[Passage extrait]
....
En focalisant sur la possibilité de reporter des jours de congé extralégaux, SW Worx fait le parallèle avec le compte “épargne-carrière”. Là où c’est innovant, c’est qu’actuellement dans un “Plan Cafetaria”, on n’autorise pas le report de ces congés extralégaux car il y a un problème d’organisation simple. Certaines entreprises ne peuvent en effet pas se passer de leurs employés pendant un mois entier. Ce n’est donc pas un compte d’ “épargne-carrière” au sens propre de la loi car cela ne pourra pas être envisagé avant au moins 6 mois. Cette mesure fait en effet partie des discussions qui seront entamées dans le cadre de la Loi Peeters. On peut y voir un effet d’annonce de la part de SD Worx car des “Plans Cafétaria”, il y en a autant de différents qu’il y a d’entreprises. Mais pouvoir épargner des jours de congé, ça c’est innovant.

Quels sont les problèmes qui pourraient se poser ?
....
[Matériel présenté]
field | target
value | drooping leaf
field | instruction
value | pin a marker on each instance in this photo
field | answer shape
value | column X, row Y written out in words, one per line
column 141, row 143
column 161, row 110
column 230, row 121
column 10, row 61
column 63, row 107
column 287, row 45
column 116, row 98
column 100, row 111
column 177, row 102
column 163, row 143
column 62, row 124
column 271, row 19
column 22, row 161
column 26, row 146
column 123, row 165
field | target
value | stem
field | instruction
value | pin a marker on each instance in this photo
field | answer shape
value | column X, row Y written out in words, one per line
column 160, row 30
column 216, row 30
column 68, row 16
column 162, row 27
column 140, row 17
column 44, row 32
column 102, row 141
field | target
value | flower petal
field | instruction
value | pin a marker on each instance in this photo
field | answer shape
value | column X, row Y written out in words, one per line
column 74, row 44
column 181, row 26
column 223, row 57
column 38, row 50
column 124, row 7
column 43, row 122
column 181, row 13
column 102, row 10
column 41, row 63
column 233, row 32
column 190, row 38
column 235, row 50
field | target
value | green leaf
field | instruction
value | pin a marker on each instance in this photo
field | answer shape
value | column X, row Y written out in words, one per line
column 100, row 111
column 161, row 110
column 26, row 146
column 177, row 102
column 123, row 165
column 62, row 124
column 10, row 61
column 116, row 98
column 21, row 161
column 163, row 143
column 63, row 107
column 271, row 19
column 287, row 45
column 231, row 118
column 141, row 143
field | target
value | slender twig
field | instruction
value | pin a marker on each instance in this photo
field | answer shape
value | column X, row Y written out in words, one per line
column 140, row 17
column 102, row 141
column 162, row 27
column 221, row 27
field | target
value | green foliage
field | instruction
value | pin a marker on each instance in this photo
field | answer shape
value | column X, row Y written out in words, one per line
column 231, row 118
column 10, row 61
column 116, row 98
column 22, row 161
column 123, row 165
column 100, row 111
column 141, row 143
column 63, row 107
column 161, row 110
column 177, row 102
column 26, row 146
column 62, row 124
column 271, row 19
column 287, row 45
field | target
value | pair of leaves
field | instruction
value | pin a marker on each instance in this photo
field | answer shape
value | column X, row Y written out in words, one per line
....
[Consigne] Extrayez mot pour mot, s'il vous plaît, la partie du texte sur le report des congés extralégaux en commençant par « En focalisant sur » et en terminant par « ça c’est innovant. ».

[Bonne réponse]
En focalisant sur la possibilité de reporter des jours de congé extralégaux, SW Worx fait le parallèle avec le compte “épargne-carrière”. Là où c’est innovant, c’est qu’actuellement dans un “Plan Cafetaria”, on n’autorise pas le report de ces congés extralégaux car il y a un problème d’organisation simple. Certaines entreprises ne peuvent en effet pas se passer de leurs employés pendant un mois entier. Ce n’est donc pas un compte d’ “épargne-carrière” au sens propre de la loi car cela ne pourra pas être envisagé avant au moins 6 mois. Cette mesure fait en effet partie des discussions qui seront entamées dans le cadre de la Loi Peeters. On peut y voir un effet d’annonce de la part de SD Worx car des “Plans Cafétaria”, il y en a autant de différents qu’il y a d’entreprises. Mais pouvoir épargner des jours de congé, ça c’est innovant.